= Passage given =
========

In 2021, she was elevated to the College of Fellows of the American Institute of Architects for interdisciplinary work and documentary filmmaking. Since 2018, she’s served as a design history consultant for the U.S. Department of State Expo Unit. Recognized by the U.S. Department of State Expo Unit website her 2022 PBS documentary “FACE OF A NATION: What Happened to the World’s Fair?” continues its impact in Time and Smithsonian Magazine, international screenings on Emirate Airlines, and at the 2022 International Communications (ICA) Conference in Paris. The film connects U.S. participation at overseas World Expos to the erosion of the country’s international image.

She has directed and produced films for the American Institute of Architects, and the University of Southern California. In 2011, she created BRAVE NEW WORLD, a pilot for the LA Mayor’s Office of Cultural Affairs about innovative architecture. Select awards include an Arnold W. Brunner Grant from the Center for Architecture, the Graham Foundation for Advanced Studies in the Fine Arts, the California Architectural Foundation, USC’s Architectural Guild, USC’s US-China Institute and Ambassador’s Fund. She was on the award-winning U.S. Pavilion team “Spontaneous Interventions: Design Actions for the Common Good” at the 2012 Venice Architecture Biennale.

Beverly Payeff-Masey

Beverly Payeff Masey is a designer, design historian and educator with extensive US Foreign Service experience in Europe and Southeast Asia. For more than five decades, her work has been centered on the many ways spatial environments impact an individual’s lived experience. Her deep interest in the roles of culture and gender in the evolution of historic living spaces, as well as the design needs of those living with cultural displacement, heightened risks of violence, trauma, or personal loss, led to her study of recent neuroscientific findings about visual-spatial perception and the brain. Her integration of the work of neuroscience Nobel Laureates David Hubel and Thorsten Weisel into her design courses at Boston’s Boston Architectural College (BAC) and the University of New Hampshire, made possible her 1999 development of a vision-science-based programming protocol for architects and interior designers. 

Today she is the director of the Masey Archive in New York City, a design history resource that houses an extensive collection of images, texts, rare artifacts, and ephemera that document the intersection of American Modernism with international political and cultural dynamics from the end of World War II to the present. A consultant for historians, academics, filmmakers, and others, she was the lead researcher for Cold War Confrontations: US Exhibitions and Their Role in the Cultural Cold War and a primary resource for Mina Chow’s film, Face of a Nation: What Happened to the World’s Fair?

John English

John English is an architectural historian and historic preservation consultant with over
twenty-five years of professional cultural resources experience, including: conducting
historic resource surveys, archival research, determinations of eligibility, CEQA
analyses and mitigation options, HABS/HAER documentation, the preparation of historic
property inventory forms, National Register Nominations and City of Los Angeles
Historic Cultural Monument applications.
He has lectured on car culture, roadside architecture and modern architecture and
design of the mid-twentieth century.
He has created tours for the National Trust for Historic Preservation, the Society for
Commercial Archaeology, and the Yale School of Architecture.
John’s infamous “Googie Tours” were featured in the Los Angeles Times, Sunset
Magazine, National Geographic Traveler, and appeared on CBS’ Sunday Morning, and
the Discovery Channel.

========

= Required actions =
1. According to the biographies, in what city is the Masey Archive located?
2. Extend the biographies, starting immediately after the final sentence about the "Googie Tours."

= Source material =
========

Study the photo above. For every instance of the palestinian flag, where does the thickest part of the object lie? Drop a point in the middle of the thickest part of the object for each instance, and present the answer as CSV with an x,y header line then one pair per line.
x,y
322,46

========

= Final answers =
1. New York City.

2.
He was a founding board member of the A + D Architecture and Design Museum in Los
Angles. He also served six years on the Los Angeles Conservancy’s board of directors
and was an active member of the Conservancy’s Modern Committee, where he
advocated for the protection of historic resources including the Downey McDonald’s, the
Bob’s Big Boy coffee shop in Burbank and the Holiday Bowl in Los Angeles’ Crenshaw
District. He is currently a board member of the John Lautner Foundation.
John first met architect Helen Liu Fong in 1993 and is currently working on a book about
her life and career.

Gary Richiro Fox

Gary Riichirō Fox is an architectural historian, educator, and Assistant Curator of Architecture and Design at Getty Research Institute. He currently leads curatorial research projects examining the architecture of Paul R. Williams, as part of a cross-institutional effort undertaken by Getty, USC School of Architecture, and LACMA, and a publication project investigating the architectural criticism of Ada Louise Huxtable. Previously, he has curated exhibitions and public programs at MAK Center for Art and Architecture and the Los Angeles Philharmonic. Gary serves as visiting faculty in history/theory at SCI-Arc and UCLA. Gary completed a Ph.D. in History of Architecture at UCLA; prior, he received an M.A. from the Architectural Association and a B.A. from Yale University.

Erica Allen-Kim

Erica Allen-Kim is an architectural historian of Asian diasporic built landscapes and assistant professor at the Daniels Faculty of Architecture, Landscape and Design at the University of Toronto. Her research focuses on the capacity of vernacular landscapes to express stories of migration and intergenerational belonging. Her writing, including Building Little Saigon (U Texas 2024) examines the influence of transnational ethnic economies and cultural planning politics on the development of diasporic communities in North America. She looks at how planning and design ideas are interpreted by developers as well as municipal planners. Her participation in public history and planning initiatives support and amplify the work of community stakeholders seeking to commemorate their collective history and shape the future of their built landscapes. 

Jia Yi Gu

Jia Yi Gu is an architectural scholar, curator, and designer working on histories of knowledge production through the lens of media studies, cultural techniques, and material cultures (i.e. how we know and show our histories). Her research and courses explore changing definitions of architectural knowledge from the building site to the desktop. She is Assistant Professor of Architecture at Harvey Mudd College and one half of the architecture and research studio Spinagu. Over the past decade, she has cultivated a pedagogical and curatorial practice centering on transdisciplinary and inquiry-based exhibitions, alongside the critique and transformation of institutional work. Previously, she was director and curator at the MAK Center for Art and Architecture at the Schindler House, and director of Materials & Applications. She is currently a Board member of the Feminist Center for Creative Work. She develops projects, exhibitions, publications, and experimental programming.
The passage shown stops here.